**EXERCISE DETAILS:** Copy the data below exactly, omitting any picture it contains.
• • • • •
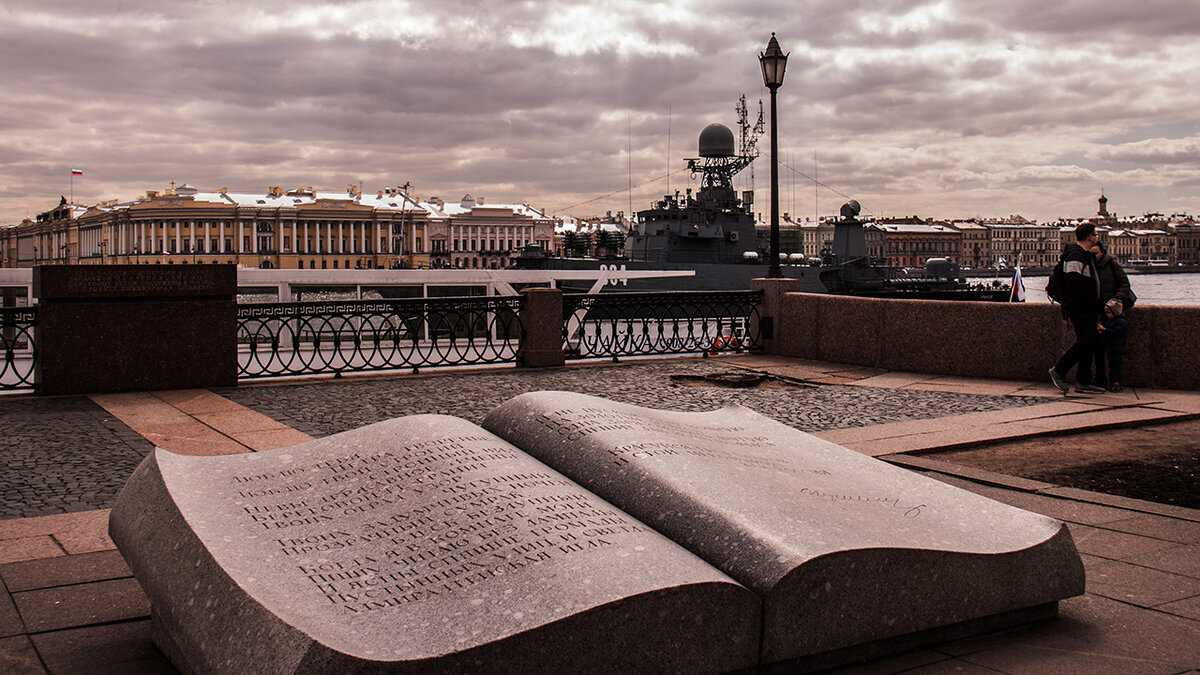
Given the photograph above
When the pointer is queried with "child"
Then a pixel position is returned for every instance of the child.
(1113, 329)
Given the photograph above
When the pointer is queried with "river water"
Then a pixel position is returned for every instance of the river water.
(1151, 288)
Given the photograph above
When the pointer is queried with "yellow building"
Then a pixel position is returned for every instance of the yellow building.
(297, 228)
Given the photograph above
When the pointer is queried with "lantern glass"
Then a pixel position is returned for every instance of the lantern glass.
(774, 63)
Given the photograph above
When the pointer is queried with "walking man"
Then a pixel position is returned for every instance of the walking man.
(1080, 302)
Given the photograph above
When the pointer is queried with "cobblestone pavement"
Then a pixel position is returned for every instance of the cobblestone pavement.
(330, 407)
(61, 455)
(69, 454)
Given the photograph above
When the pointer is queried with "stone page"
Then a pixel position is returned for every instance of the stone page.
(843, 548)
(412, 544)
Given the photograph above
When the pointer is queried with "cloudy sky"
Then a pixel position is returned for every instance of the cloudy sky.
(947, 108)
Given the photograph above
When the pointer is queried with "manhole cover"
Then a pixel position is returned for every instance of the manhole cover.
(736, 380)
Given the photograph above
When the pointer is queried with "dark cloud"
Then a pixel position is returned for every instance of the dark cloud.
(906, 103)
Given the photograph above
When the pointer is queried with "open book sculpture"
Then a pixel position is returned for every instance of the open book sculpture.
(570, 533)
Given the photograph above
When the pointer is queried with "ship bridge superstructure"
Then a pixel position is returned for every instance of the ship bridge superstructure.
(709, 226)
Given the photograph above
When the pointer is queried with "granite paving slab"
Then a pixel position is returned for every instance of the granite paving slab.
(1140, 585)
(1170, 529)
(83, 604)
(64, 571)
(1097, 634)
(1188, 608)
(118, 647)
(30, 548)
(1113, 545)
(10, 620)
(18, 657)
(1179, 560)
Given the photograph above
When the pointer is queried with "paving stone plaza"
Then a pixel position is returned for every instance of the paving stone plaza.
(69, 602)
(47, 470)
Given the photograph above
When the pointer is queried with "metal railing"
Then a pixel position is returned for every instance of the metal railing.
(621, 324)
(17, 335)
(319, 338)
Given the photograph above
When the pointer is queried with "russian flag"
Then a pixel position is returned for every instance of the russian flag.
(1018, 294)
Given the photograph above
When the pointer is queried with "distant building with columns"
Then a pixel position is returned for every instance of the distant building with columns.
(298, 228)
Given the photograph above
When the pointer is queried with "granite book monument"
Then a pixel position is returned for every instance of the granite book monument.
(570, 533)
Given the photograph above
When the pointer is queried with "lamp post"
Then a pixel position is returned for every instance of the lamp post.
(773, 63)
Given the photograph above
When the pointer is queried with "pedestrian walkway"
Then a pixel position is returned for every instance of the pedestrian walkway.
(71, 605)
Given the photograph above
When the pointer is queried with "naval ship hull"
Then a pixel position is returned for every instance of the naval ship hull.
(726, 276)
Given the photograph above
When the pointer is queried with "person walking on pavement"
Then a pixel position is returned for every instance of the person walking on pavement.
(1115, 293)
(1081, 305)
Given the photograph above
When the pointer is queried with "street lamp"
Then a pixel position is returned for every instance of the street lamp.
(773, 63)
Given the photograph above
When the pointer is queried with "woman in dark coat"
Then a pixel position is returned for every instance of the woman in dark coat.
(1114, 326)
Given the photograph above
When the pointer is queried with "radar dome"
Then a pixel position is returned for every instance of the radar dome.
(717, 141)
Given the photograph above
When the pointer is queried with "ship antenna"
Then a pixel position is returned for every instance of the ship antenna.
(669, 149)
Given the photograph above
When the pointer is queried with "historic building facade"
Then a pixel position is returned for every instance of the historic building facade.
(286, 230)
(474, 234)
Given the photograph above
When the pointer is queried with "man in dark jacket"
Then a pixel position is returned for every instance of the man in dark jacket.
(1114, 327)
(1081, 303)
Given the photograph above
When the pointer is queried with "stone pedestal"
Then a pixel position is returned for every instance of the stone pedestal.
(123, 328)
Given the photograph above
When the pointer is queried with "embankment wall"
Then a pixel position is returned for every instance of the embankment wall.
(994, 340)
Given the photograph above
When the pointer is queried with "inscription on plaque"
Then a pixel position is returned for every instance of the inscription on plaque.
(377, 530)
(708, 542)
(723, 443)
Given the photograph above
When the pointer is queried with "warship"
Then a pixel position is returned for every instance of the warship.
(713, 234)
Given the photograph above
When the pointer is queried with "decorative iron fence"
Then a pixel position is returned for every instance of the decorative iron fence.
(619, 324)
(315, 338)
(17, 335)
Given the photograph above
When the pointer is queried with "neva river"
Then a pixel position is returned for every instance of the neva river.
(1151, 288)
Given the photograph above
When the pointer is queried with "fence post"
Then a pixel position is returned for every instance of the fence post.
(541, 329)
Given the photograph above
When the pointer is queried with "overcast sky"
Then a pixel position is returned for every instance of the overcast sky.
(948, 108)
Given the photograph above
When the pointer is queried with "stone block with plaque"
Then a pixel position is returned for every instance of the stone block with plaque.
(571, 533)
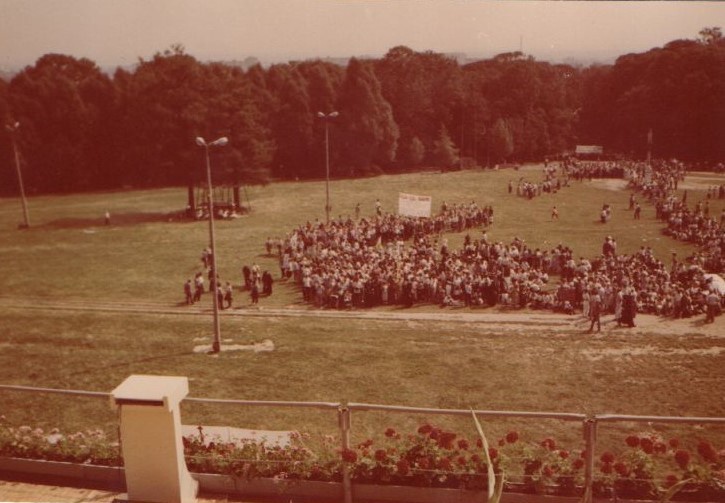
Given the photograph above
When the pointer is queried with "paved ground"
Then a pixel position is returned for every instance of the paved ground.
(27, 492)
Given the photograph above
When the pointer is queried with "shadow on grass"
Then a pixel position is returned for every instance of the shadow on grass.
(117, 220)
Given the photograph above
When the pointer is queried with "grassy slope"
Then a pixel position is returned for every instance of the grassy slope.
(68, 252)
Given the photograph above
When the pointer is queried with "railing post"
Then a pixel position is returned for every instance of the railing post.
(590, 439)
(343, 417)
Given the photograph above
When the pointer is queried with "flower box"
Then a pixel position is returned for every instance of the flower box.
(106, 475)
(264, 488)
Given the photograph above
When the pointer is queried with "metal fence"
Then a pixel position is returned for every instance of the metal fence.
(589, 424)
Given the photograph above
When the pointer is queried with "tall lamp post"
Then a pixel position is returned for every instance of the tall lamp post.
(326, 118)
(13, 130)
(216, 344)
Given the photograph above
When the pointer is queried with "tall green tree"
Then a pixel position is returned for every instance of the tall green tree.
(62, 104)
(369, 134)
(445, 153)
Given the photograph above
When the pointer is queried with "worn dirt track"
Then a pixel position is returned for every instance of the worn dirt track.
(494, 319)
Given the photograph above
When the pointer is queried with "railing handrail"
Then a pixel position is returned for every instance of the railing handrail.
(93, 394)
(565, 416)
(658, 419)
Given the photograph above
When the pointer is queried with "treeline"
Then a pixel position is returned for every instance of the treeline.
(81, 129)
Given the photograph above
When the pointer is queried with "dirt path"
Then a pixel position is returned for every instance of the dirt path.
(495, 320)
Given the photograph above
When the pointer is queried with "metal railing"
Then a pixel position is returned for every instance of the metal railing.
(344, 411)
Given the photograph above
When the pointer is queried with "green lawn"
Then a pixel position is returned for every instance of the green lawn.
(69, 253)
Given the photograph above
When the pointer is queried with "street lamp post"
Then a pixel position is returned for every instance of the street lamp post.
(326, 118)
(216, 344)
(13, 129)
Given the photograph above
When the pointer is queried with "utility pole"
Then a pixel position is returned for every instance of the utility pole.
(26, 218)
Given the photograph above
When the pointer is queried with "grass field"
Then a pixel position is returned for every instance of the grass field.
(146, 255)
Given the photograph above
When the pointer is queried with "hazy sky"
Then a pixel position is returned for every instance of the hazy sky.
(116, 32)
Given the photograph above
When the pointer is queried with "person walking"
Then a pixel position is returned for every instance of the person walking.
(228, 293)
(188, 293)
(595, 310)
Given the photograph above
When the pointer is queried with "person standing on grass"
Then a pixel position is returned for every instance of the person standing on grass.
(595, 310)
(220, 294)
(188, 293)
(228, 292)
(199, 286)
(712, 305)
(255, 292)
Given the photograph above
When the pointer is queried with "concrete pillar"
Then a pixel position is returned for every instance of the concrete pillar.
(151, 440)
• • • • •
**THE RESPONSE:**
Given the photograph above
When the pointer is queried with "child"
Then a pixel position is returned for every instance of the child.
(1113, 329)
Given the photograph above
When the pointer is queried with "river water"
Then a pixel position is returned for every instance of the river water.
(1151, 288)
Given the photograph above
When the pointer is queried with "yellow building"
Then a pixel position is returned for every instance of the yellow building.
(297, 228)
Given the photograph above
When the pointer is queried with "lantern glass"
Then a pixel position is returned for every instance of the lantern glass.
(774, 63)
Given the photograph above
When the pointer is queried with "walking man"
Then a pixel position is returned for every instance of the walking man.
(1080, 302)
Given the photograph above
When the pointer is queried with "cobblestone pavement"
Then a pixel position is returned for every instance of the cobblestone pavement.
(330, 407)
(61, 455)
(69, 454)
Given the photograph above
When the pointer is queried with "stone page"
Then a pixel position is returned for every instance of the stone page.
(843, 548)
(412, 544)
Given the photograph above
When the pointer is queried with "cloudy sky"
Then a pixel position is returned for every instance of the cloudy sky.
(947, 108)
Given the photograph above
When the pointer is queried with "manhole cover"
Then a pixel position is returned for every instance of the manhole cover.
(736, 380)
Given the photograph above
When the pointer is queried with "dark cloud"
Then a pixel position is returned for every instance of the dark cloud.
(906, 103)
Given the photograph above
When the pointer is queried with "open book sculpture"
Then a pixel position is returned for every instance of the open book sculpture.
(570, 533)
Given the photograph above
When the pointer is queried with "ship bridge superstructure"
Then a pixel position is returned for every instance of the ship bridge superstructure.
(709, 226)
Given the photograph above
When the pointer is queried with "granite paving slab"
Then a pixel position is returned for every instance of the granite paving slab.
(1140, 585)
(1170, 529)
(83, 604)
(64, 571)
(1097, 634)
(1188, 608)
(118, 647)
(30, 548)
(1113, 545)
(10, 620)
(18, 657)
(1179, 560)
Given the photograph above
When the pointer is queried with "paving stone plaza"
Then a pixel position is returned for every instance of the paving stone plaza.
(69, 602)
(47, 470)
Given the photograph above
When the pointer is queried with "metal railing"
Then a pixel position is returned for every instance of the metal railing.
(621, 324)
(17, 335)
(319, 338)
Given the photograph above
When the pointer is queried with "russian flag"
Then a pixel position is returned for every instance of the russian flag.
(1018, 294)
Given the photograph above
When the pointer is queried with "distant building with columns"
Then a pixel position is returned for every instance of the distant building with columns.
(298, 228)
Given the photograph above
When the pointer is queried with "granite book monument"
Then a pixel position is returned for every instance of the granite book monument.
(570, 533)
Given the photograph above
When the pointer is queried with "lamp post"
Then a pixel position is returned for every instance of the lamp post.
(773, 63)
Given the photograph above
When the pointer is queried with "pedestrian walkway"
Then a pixel position is returned for every instance of the pedestrian walkway.
(71, 605)
Given the photograph above
When the pointer is queried with "naval ship hull"
Then a pixel position is returned for every instance of the naval ship hull.
(726, 276)
Given the photograph above
When the pointer is queried with "person walking on pavement"
Then a pixel position is returned for every instance of the person walking on pavement.
(1115, 293)
(1081, 305)
Given the photograph above
When the pointer is queried with "street lamp"
Then a pixel position is returned for every instance of the street lamp.
(773, 63)
Given the photograph above
When the pointer is queried with "woman in dark coat"
Then a pixel position is returned for every instance of the woman in dark coat.
(1114, 326)
Given the photograph above
When the pointer is queried with "radar dome"
Then a pixel position is returned for every instance of the radar dome.
(717, 141)
Given the photograph above
When the pointer is queried with "ship antenna"
Then a pixel position is returned for every instance of the ship antenna.
(669, 149)
Given the photograph above
When the pointer is queried with "historic building facade"
Then a pixel position is returned for every instance of the historic building facade.
(286, 230)
(474, 234)
Given the photograph above
When the pointer is queried with "man in dark jacket"
Then a pixel position is returned for every instance of the man in dark jacket.
(1114, 327)
(1081, 303)
Given the photograph above
When the pointer is queried with "stone pedestal"
Then a pixel position is returned for every instance of the stone pedestal.
(123, 328)
Given the photograph above
When the pointer is queried with "embankment wall"
Then a pixel position is returned for every instance of the embankment wall.
(994, 340)
Given the photograph above
When the pointer is queried with "inscription on plaque"
Then a pixel position is returned for every instance of the inscription on plaque.
(377, 530)
(708, 542)
(723, 443)
Given the photograph above
When the pointer is queried with "warship"
Then a pixel position is returned for every instance of the warship.
(713, 234)
Given the photograph above
When the pointer is queried with "decorative iron fence"
Then a pixel position is returned for every instance of the decorative iron fence.
(619, 324)
(315, 338)
(17, 335)
Given the photograph above
When the pointer is queried with "neva river"
Then a pixel position is returned for every instance of the neva river.
(1151, 288)
Given the photograph above
When the pointer is queried with "fence post"
Then a pixel position is returned for every instance of the fence post.
(541, 329)
Given the photograph above
When the pointer is queried with "overcast sky"
Then a pixel position is returned for every instance of the overcast sky.
(948, 108)
Given the photograph above
When the pointer is queried with "stone block with plaque"
Then a pixel position is returned for every instance of the stone block with plaque.
(571, 533)
Given the photograph above
When the pointer is queried with "paved ground"
Then a pixel position is returned for every instance of the paved ground.
(27, 492)
Given the photograph above
When the pointer is queried with "shadow on grass"
Then a pixel position is returned for every instance of the shadow on grass.
(117, 220)
Given the photograph above
When the pointer is queried with "grassy slope"
Then a pixel position is returned for every instance of the grassy slope.
(68, 252)
Given the photograph above
When the pointer is queried with "railing post"
Then a pixel position is returned for every instance of the railing post.
(590, 439)
(343, 417)
Given the photograph above
When the pointer is queried with "flower box"
Then a pixel position is returned for every instance of the flower box.
(106, 475)
(264, 488)
Given the photograph above
When the pointer is queried with "metal fence"
Then a pixel position is returned for every instance of the metal fence.
(589, 424)
Given the photograph above
When the pointer is queried with "tall lamp post"
Then a pixel position is returned for every instance of the tall lamp post.
(326, 118)
(13, 130)
(216, 344)
Given the photograph above
When the pointer is queried with "tall green tree"
Then a pixel position is returned for every instance of the tall green tree.
(62, 104)
(369, 134)
(445, 153)
Given the photograph above
When the pointer is queried with "worn dirt track"
Then a pixel position is returned for every instance of the worn dirt track.
(494, 319)
Given the photograph above
When the pointer is queried with "railing handrail"
Then a pixel position is returned for every instance of the railing handrail.
(93, 394)
(565, 416)
(658, 419)
Given the photograph above
When the pointer is queried with "treeline"
Then a pixel position is returned for every instance of the treeline.
(81, 129)
Given the photograph above
When the pointer is queried with "dirt path"
Then a pixel position is returned for every instance of the dirt path.
(495, 320)
Given the photograph above
When the pointer is queried with "metal railing"
Then a pixel position is returned for every instance of the metal railing.
(344, 411)
Given the photograph above
When the pointer is queried with "green lawn"
Then a pixel position is returned for every instance of the green lawn.
(69, 253)
Given the photograph above
When the pointer is queried with "street lamp post"
Then a pixel position is returned for every instance of the street lamp post.
(326, 118)
(216, 344)
(13, 129)
Given the photograph above
When the pointer is queried with "utility pole"
Then a pixel position is returned for every instance of the utility pole.
(26, 218)
Given the photograph above
When the pointer is queried with "grass field"
Then a pixel position is returned for every instance of the grass field.
(146, 255)
Given the photograph above
When the pointer is queried with "hazy sky"
Then a pixel position is returned for every instance of the hazy sky.
(116, 32)
Given the photograph above
When the pointer is queried with "person walking"
Then a pixel position is returned for every instance of the person walking.
(228, 293)
(188, 293)
(595, 310)
Given the photograph above
When the pointer is queried with "person standing on grass"
Then a pixel position is returned for every instance of the person standing on grass.
(595, 310)
(220, 294)
(188, 293)
(228, 292)
(199, 286)
(712, 305)
(255, 292)
Given the photograph above
When the pointer is queried with "concrete pillar"
Then a pixel position is returned for every instance of the concrete pillar.
(151, 440)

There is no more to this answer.